Increase Efficiency of Function That Checks Number of Sphere Intersections

Question:

I have a function that takes in 2 sets of spheres. Each set may have different lengths. It checks all the spheres in set B that DO NOT intersect with ANY of the spheres in set A. In the picture below, I want to find the number of red spheres that do not intersect with the blue.

enter image description here

The code does the following:

  1. It takes all possible distances between pairwise combinations of coordinates
  2. It computes the distances between each of them
  3. It appends all the coordinates in b where its pairwise distances (with a) are less than twice the radius to list1
  4. If it is greater than twice the radius, then it appends the b’s coords to list2
  5. It then removes all the points from list2 that are in list1.

Here is the code:

def check_presence(comparison, safeones):
  for array in safeones:
    if (array == b).all():
      return True
  return False

def circle_intersection(a, b, r): #a (query) returns outliers of the comparison
    count = 0
    safeones = [] #safe points of the comparison
    questionableones = []
    for i in range(len(a)):
        for j in range(len(b)):
          dist = math.sqrt((a[i][0]-b[j][0])**2 + (a[i][1]-b[j][1])**2)
          if dist < 2 * r:
            safeones.append(b[j])         
          else:
            if not check_presence(b, safeones):
              questionableones.append(b[j])
    safeones = list(set([tuple(i) for i in safeones]))
    safeones = [list(i) for i in safeones]
    questionableones = list(set([tuple(i) for i in questionableones]))
    questionableones = [list(i) for i in questionableones]
    outliers = [i for i in questionableones if i not in safeones]
    
    return len(outliers)

━━━━━━━━━━

Exercise task 1
From the sphere-intersection question, print the text between "safeones = list(set([tuple(i)" and "return len(outliers)", inclusive.
Exercise task 2
In the sphere-intersection question, a sphere in set B may lie more than twice the radius from one sphere in set A. Why can it still be left out of the final count? Answer in one to three sentences.
Exercise task 3
Using the sphere-intersection question, say whether each statement agrees with it. Answer yes or no and quote the deciding words.
(a) The two sets of spheres must have the same length.
(b) When the distance is greater than twice the radius, the code appends the coordinates from b to list2.
(c) In the picture, the spheres to be counted are the red ones that do not intersect with the blue.

Given material

━━━━━━━━━━

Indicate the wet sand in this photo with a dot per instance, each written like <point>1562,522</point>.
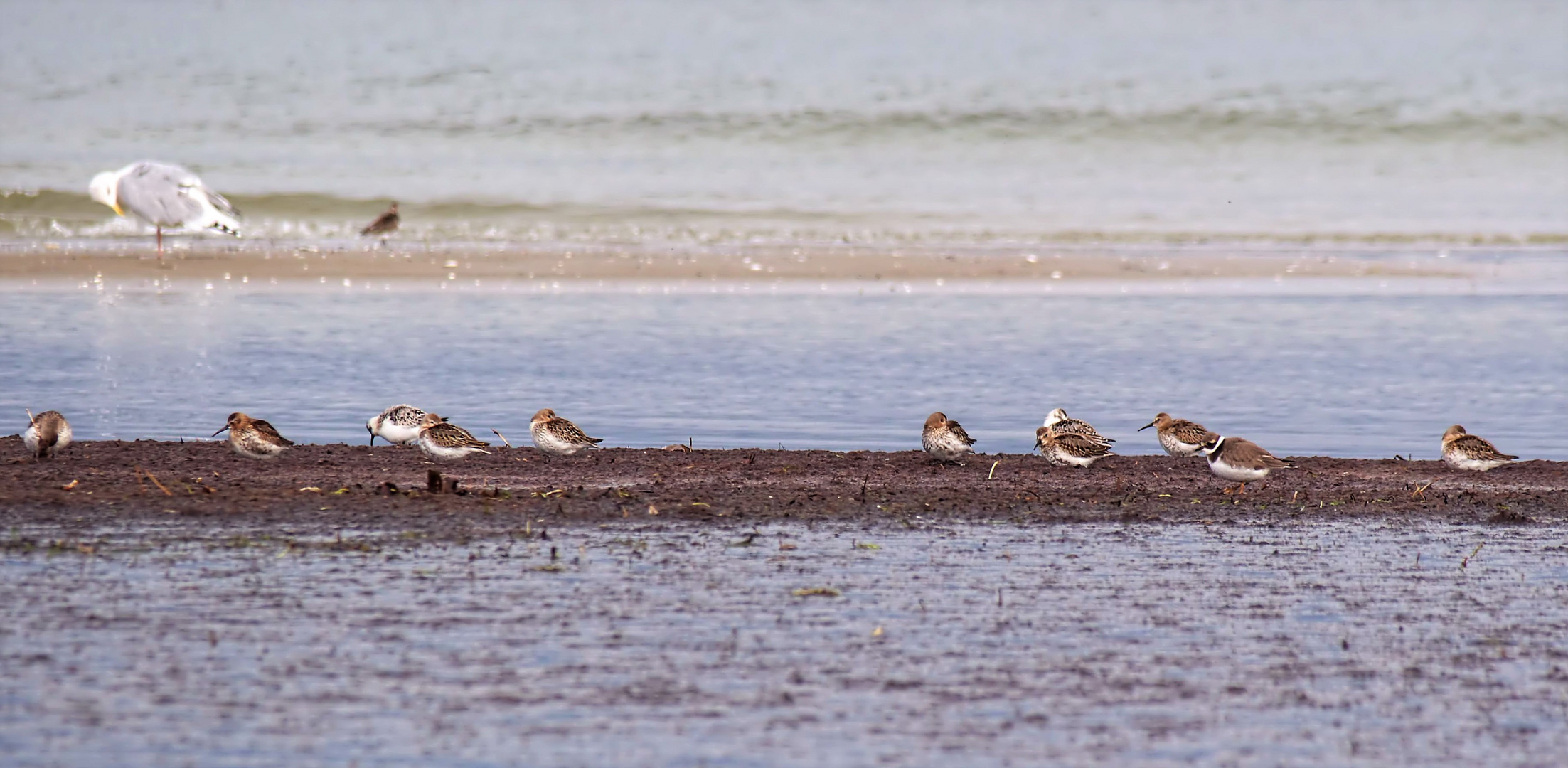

━━━━━━━━━━

Task response 1
safeones = list(set([tuple(i) for i in safeones]))
    safeones = [list(i) for i in safeones]
    questionableones = list(set([tuple(i) for i in questionableones]))
    questionableones = [list(i) for i in questionableones]
    outliers = [i for i in questionableones if i not in safeones]
    
    return len(outliers)

Task response 2
The function counts only the spheres in set B that do not intersect with any sphere in set A. The last step removes from list2 every point that is also in list1. A sphere in B that lies within twice the radius of some other sphere in A is therefore dropped, even though it landed in list2 for a different pair.

Task response 3
(a) No: "Each set may have different lengths."
(b) Yes: "If it is greater than twice the radius, then it appends the b’s coords to list2"
(c) Yes: "I want to find the number of red spheres that do not intersect with the blue."